## SET EXERCISE A
Answer these questions using the passage about the Springfield Armory M1A rifle below:
(i) What cartridge does the M1A come chambered in?
(ii) How many M1A models are available?
(iii) What alloy steel is every model's receiver made from?
==== QUOTED PASSAGE
The M1A feels similar to both the M14 and the M1 Garand. But that’s not surprising given that the M14 is a direct descendent of the M1 Garand.
Historic firearm lovers as well as former servicemen who carried either of those two rifles will dig the familiarity.
Original M1As were once even made from surplus M14 parts, though Springfield has long since run out.
Additionally, the M1A comes chambered in .308 Winchester (7.62x51mm NATO), one of the most popular long-distance and hunting rounds in the United States.
On top of its excellent round choice, the M1A has a reputation for being a highly reliable, accurate rifle – popular among 3-Gun, National Match, and other competition shooters.
In fact, it’s one of our favorite .308 rifles as well as one of our recommended rifles for 3-Gun heavy metal competition.
Finally, the M1A is just a beautiful, traditional-looking rifle. Let’s face it, it’s hard to beat a classic.
With all of these advantages, it’s no surprise that the Springfield Armory M1A has experienced more than four decades of continuous production and is still going strong.
That said, it’s important to note…not all M1As are the same as there are eight available models:
Each designed for different purposes with its own advantages.
In this article, we’re going to drill down the features on the first five models to help you figure out which M1A is best for you…
But first, let’s talk about what you should expect from all Springfield Armory M1A models.
Prepare for .308 Win – they pretty much all come chambered for that cartridge. (Minus the Loaded model, but more on that later.)
Every model uses AISI 8620 alloy steel receiver (though early models were made from blank surplus M14 receivers) and are able to fit in the same stocks.
========
## SET EXERCISE B
Count the lines in the entries below that contain the string "purple", matching case exactly, and give only the number.
==== DATA FOR PROCESSING
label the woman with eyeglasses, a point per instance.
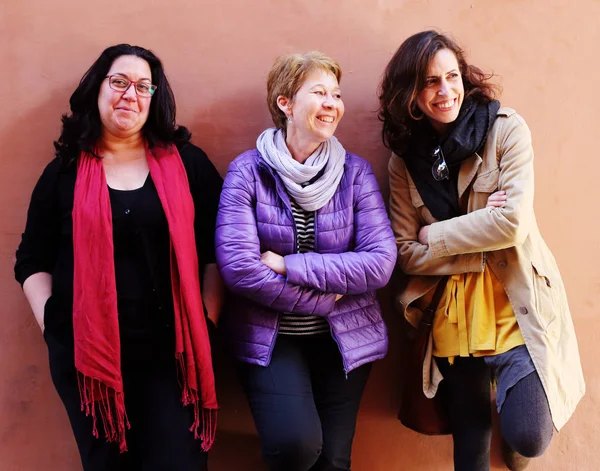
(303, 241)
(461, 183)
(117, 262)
========
==== DATA FOR PROCESSING
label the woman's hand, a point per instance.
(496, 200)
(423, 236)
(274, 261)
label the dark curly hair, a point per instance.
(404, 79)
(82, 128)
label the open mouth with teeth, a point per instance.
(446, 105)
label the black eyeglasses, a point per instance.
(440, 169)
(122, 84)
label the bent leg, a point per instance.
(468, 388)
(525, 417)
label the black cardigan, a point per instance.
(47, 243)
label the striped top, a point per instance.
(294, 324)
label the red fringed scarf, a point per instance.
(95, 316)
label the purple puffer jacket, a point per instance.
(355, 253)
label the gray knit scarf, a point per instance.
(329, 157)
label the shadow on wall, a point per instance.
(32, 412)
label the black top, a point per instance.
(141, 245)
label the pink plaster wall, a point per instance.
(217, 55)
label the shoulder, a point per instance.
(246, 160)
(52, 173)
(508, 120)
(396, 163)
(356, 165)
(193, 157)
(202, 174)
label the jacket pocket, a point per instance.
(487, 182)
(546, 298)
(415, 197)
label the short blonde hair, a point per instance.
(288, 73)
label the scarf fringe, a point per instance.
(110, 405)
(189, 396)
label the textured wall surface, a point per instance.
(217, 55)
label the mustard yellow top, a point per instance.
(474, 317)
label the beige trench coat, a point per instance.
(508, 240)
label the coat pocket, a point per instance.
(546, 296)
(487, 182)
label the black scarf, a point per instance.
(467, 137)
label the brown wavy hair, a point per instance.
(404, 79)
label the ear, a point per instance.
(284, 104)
========
==== DATA FOR PROCESSING
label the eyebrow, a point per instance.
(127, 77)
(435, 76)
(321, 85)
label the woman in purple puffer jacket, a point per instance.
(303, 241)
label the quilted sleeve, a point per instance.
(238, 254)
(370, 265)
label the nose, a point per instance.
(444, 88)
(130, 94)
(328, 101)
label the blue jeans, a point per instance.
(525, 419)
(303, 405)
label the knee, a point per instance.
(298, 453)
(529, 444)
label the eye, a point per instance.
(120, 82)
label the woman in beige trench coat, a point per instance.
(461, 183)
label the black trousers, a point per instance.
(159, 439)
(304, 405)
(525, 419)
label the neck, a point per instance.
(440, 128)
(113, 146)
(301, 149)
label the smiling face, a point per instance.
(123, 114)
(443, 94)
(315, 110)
========
## EXERCISE RESPONSE A
(i) .308 Winchester (7.62x51mm NATO)
(ii) Eight
(iii) AISI 8620 alloy steel

## EXERCISE RESPONSE B
2